→ Required action: Reproduce word for word the stretch of the article on Welsh recycling targets below, from "Simon Gandy, principal" to "strategy ‘Towards Zero Waste’.".
[Document passage — start]
Simon Gandy, principal consultant, and Brian Mayne, regional director Wales at Ricardo Energy & Environment look at whether the UK’s leading recycler, Wales should use carbon based targets as opposed to weight-based targets. 

Wales is projected to its recycling target of 70% ahead of its target date of 2025.

Wales’ recycling performance continues to rise as the latest figures reveal the country now recycles, reuses or composts 64% – an increase from the previous year’s rate of 60%[1]. As a result it is likely that Wales will achieve its recycling target of 70% prior to its target date of 2025, as set out in the national waste strategy ‘Towards Zero Waste’.

Recycling targets will be one of the issues the Welsh government will consult on next year when the waste strategy is reviewed to ensure it complements the aims set out in the Well-being of Future Generations Act (Wales) 2015 and the Environment (Wales) Act 2016[2]. Already it has been announced that they are considering an 80% recycling target by 2035 among a number of other measures to further increase resource efficiency within the country in its ambitions for ‘Wales to become the best recycling nation in the world[3]’. One of the measures being considered is the establishment of a carbon metric to accompany the present weight based recycling targets. Previously Welsh Government had discounted alternatives to weigh based targets because of their practical difficulties or disadvantages.

Simon Gandy is a principal consultant within Ricardo Energy & Environment’s Resource Efficiency & Waste Management team.

Carbon Metric

Ricardo Energy & Environment is a strong advocate of using science and evidence to underpin policies and targets. In the realm of environmental impacts, this means life cycle assessment (LCA). LCA is an established method for assessing the environmental (and sometimes social) impacts of a product, service, business, policy or process. Covering multiple environmental indicators and looking from cradle to grave, a full LCA helps avoid adopting initially attractive changes that simply shift burdens to other life cycle stages or to other impact categories.

In the world of UK waste management, life cycle thinking has been strongly influenced by the Waste and Resources Assessment Tool for the Environment (WRATE) a LCA tool developed for the Environment Agency. Originally designed to help municipal waste managers optimise their waste collection and treatment methods, the tool is founded on a fundamental baseline assumption that the waste arises “for free”, with no environmental impact. At the time, this was a perfectly reasonable assumption, and allowed users to assess the relative merits of different waste management options for their waste arisings.
[Document passage — finish]
[Dataset — start]
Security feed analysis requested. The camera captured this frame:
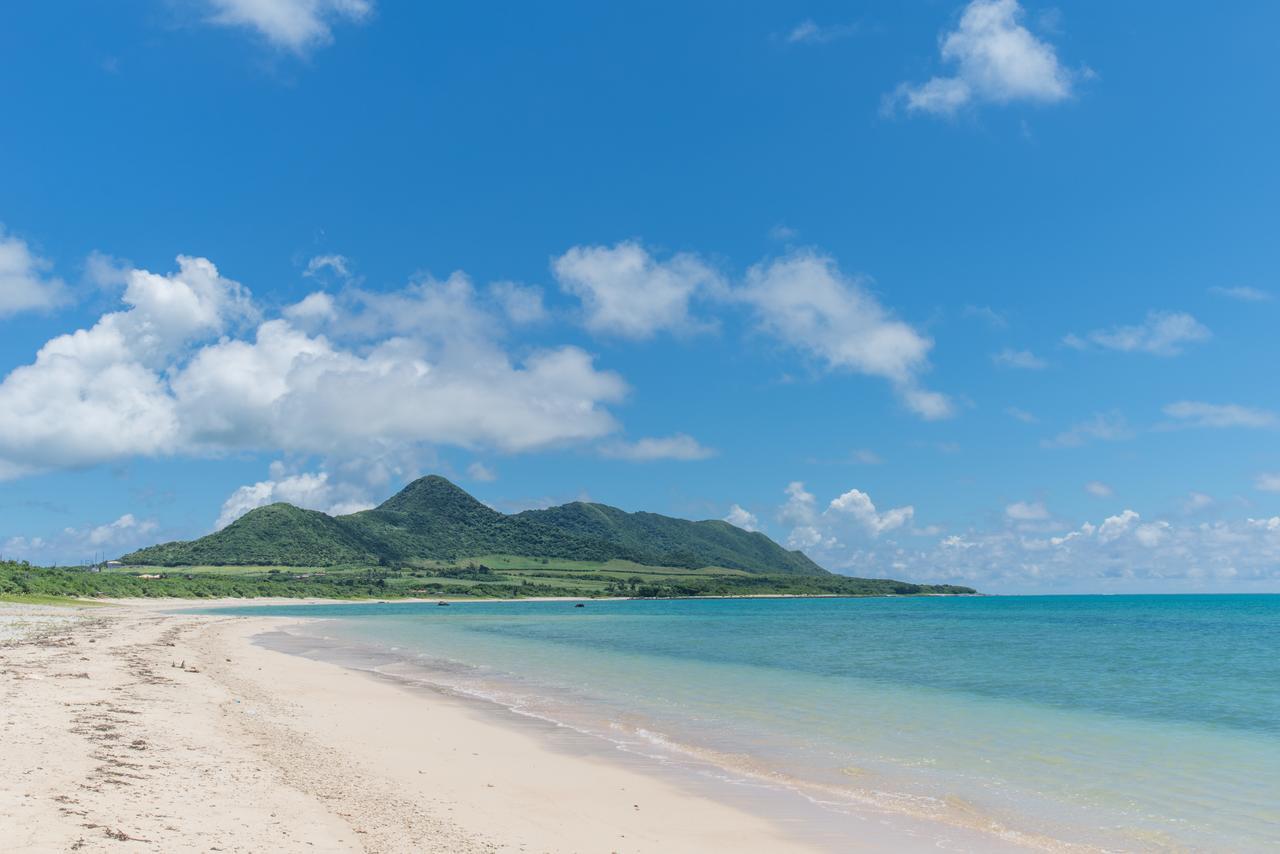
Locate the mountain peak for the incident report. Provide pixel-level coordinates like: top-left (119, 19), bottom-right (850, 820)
top-left (378, 475), bottom-right (500, 521)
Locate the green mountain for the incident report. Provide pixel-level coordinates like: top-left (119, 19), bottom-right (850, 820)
top-left (122, 475), bottom-right (827, 575)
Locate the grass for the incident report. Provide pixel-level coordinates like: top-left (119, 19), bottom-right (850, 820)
top-left (0, 554), bottom-right (973, 606)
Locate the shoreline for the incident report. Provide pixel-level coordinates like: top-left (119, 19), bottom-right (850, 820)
top-left (0, 602), bottom-right (921, 853)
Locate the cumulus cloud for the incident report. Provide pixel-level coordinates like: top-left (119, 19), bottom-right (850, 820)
top-left (762, 479), bottom-right (1280, 593)
top-left (786, 18), bottom-right (858, 45)
top-left (0, 257), bottom-right (627, 476)
top-left (552, 241), bottom-right (721, 339)
top-left (991, 348), bottom-right (1048, 370)
top-left (827, 489), bottom-right (915, 535)
top-left (0, 513), bottom-right (159, 565)
top-left (489, 282), bottom-right (547, 325)
top-left (875, 510), bottom-right (1280, 592)
top-left (778, 480), bottom-right (915, 554)
top-left (890, 0), bottom-right (1076, 115)
top-left (724, 504), bottom-right (760, 531)
top-left (1253, 472), bottom-right (1280, 492)
top-left (1005, 501), bottom-right (1048, 522)
top-left (736, 250), bottom-right (954, 419)
top-left (467, 461), bottom-right (498, 483)
top-left (214, 463), bottom-right (374, 530)
top-left (600, 433), bottom-right (716, 462)
top-left (1064, 311), bottom-right (1212, 356)
top-left (1041, 412), bottom-right (1133, 448)
top-left (1164, 401), bottom-right (1276, 428)
top-left (199, 0), bottom-right (374, 54)
top-left (0, 228), bottom-right (67, 319)
top-left (284, 291), bottom-right (338, 328)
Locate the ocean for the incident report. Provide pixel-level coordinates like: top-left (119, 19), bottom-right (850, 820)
top-left (207, 595), bottom-right (1280, 851)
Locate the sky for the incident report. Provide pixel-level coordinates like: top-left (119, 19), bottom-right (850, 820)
top-left (0, 0), bottom-right (1280, 593)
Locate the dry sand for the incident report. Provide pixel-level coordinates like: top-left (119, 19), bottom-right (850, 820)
top-left (0, 603), bottom-right (813, 853)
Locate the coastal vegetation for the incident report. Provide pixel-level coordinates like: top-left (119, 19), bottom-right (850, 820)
top-left (0, 476), bottom-right (973, 599)
top-left (122, 475), bottom-right (827, 576)
top-left (0, 557), bottom-right (974, 600)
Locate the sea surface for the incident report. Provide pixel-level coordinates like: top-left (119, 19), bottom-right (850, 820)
top-left (204, 595), bottom-right (1280, 851)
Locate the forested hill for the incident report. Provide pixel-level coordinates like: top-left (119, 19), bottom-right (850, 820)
[Dataset — finish]
→ Response area:
Simon Gandy, principal consultant, and Brian Mayne, regional director Wales at Ricardo Energy & Environment look at whether the UK’s leading recycler, Wales should use carbon based targets as opposed to weight-based targets. 

Wales is projected to its recycling target of 70% ahead of its target date of 2025.

Wales’ recycling performance continues to rise as the latest figures reveal the country now recycles, reuses or composts 64% – an increase from the previous year’s rate of 60%[1]. As a result it is likely that Wales will achieve its recycling target of 70% prior to its target date of 2025, as set out in the national waste strategy ‘Towards Zero Waste’.